After a 15 year break from all things skyscraper construction has started on what will be Cape Town, South Africa's tallest tower to date.
Named the Portside tower a nod to the seafaring history of the city, it will stand at approximately 148 metres when complete, the tallest tower currently in the city is the Safmarine which is 123 metres tall.
Although not impressive in height by modern standards it is a milestone for the architects of the project Louis Karol, who spent 18 months in negotiations with city officials trying to get the tower approved. The height of the project being a huge issue as no one wants to obscure views of the world famous table mountain, not only a wonder of the world but also the main tourist attraction of the city.
The tower opts for a modern look and is constructed from steel with mainly glazed facades. Rising from street level the tower appears to have a different shape dependant on the angle it is viewed from, from the front it appears square and box like but a sweeping, curved aluminium fašade which runs around the side and back of the tower gives it an ovoid look.
Rising from the ground the tower extends up to an unusual peak consisting of a slanted, lipstick style section and a flat more box top section, reflecting the towers dual appearance.
The facades are stepped almost giving the effect of three very slim towers, the glazed facades also feature a rather unusual dotted design to them, which breaks away from the currently fashionable diagrid pattern made famous by London's Gherkin and now appearing on towers all over the world.
At its base a low-rise portion extends out from the tower again square in shape but also featuring a circular section, the roofs of this lower section feature terraced gardens.
The tower will house 24 Grade A office floors with conference rooms as well as a 5 storey hotel and of course the all important retail therapy component of the project. The tower will offer stunning views of the city and of course their beloved mountain.
All being well the project should be complete by April 2011.

_Material supplied_
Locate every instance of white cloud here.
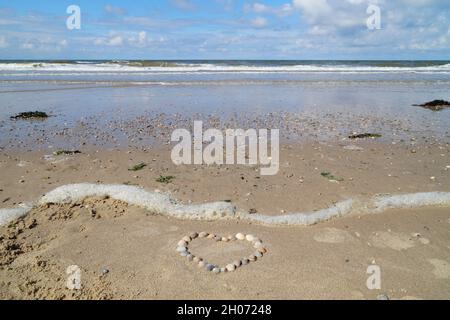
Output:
[250,17,267,28]
[170,0,195,10]
[244,2,294,17]
[20,42,34,50]
[94,35,123,47]
[105,4,127,16]
[293,0,333,20]
[0,36,9,48]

_Activity 1_
From the Portside tower text, extract the passage between "After a 15 year" and "of the city.", inclusive.
_Activity 2_
According to the Portside tower text, how tall is the Safmarine, currently the tallest tower in the city?

_Answer space 1_
After a 15 year break from all things skyscraper construction has started on what will be Cape Town, South Africa's tallest tower to date.
Named the Portside tower a nod to the seafaring history of the city, it will stand at approximately 148 metres when complete, the tallest tower currently in the city is the Safmarine which is 123 metres tall.
Although not impressive in height by modern standards it is a milestone for the architects of the project Louis Karol, who spent 18 months in negotiations with city officials trying to get the tower approved. The height of the project being a huge issue as no one wants to obscure views of the world famous table mountain, not only a wonder of the world but also the main tourist attraction of the city.

_Answer space 2_
The Safmarine is 123 metres tall.